## [What is needed]
Could you show all lines in the entries below that contain the string "white"?
╭──
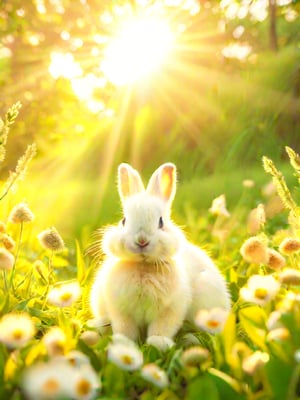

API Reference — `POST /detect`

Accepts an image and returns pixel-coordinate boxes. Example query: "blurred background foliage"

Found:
[0,0,300,236]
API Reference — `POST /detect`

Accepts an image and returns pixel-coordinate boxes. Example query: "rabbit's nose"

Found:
[136,235,150,248]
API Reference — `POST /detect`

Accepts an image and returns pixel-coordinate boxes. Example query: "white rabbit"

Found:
[90,163,231,350]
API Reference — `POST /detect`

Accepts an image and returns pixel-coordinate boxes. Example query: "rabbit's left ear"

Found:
[118,163,145,202]
[147,163,177,206]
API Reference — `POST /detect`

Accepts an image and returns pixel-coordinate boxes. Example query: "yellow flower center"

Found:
[12,329,23,340]
[255,288,268,300]
[60,292,72,302]
[206,319,220,329]
[76,378,91,396]
[121,354,133,365]
[42,378,60,394]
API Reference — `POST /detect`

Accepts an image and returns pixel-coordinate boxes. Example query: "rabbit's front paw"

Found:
[147,335,174,351]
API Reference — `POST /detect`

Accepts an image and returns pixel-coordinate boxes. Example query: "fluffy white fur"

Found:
[90,163,231,350]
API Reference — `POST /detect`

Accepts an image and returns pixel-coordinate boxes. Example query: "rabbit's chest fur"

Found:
[104,259,186,324]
╰──
## [Reply to the task]
Accepts an image and returns pixel-coordinate boxes. Example query: "white rabbit"
Accepts an image and returns pixel-coordinate boxes. Example query: "fluffy white fur"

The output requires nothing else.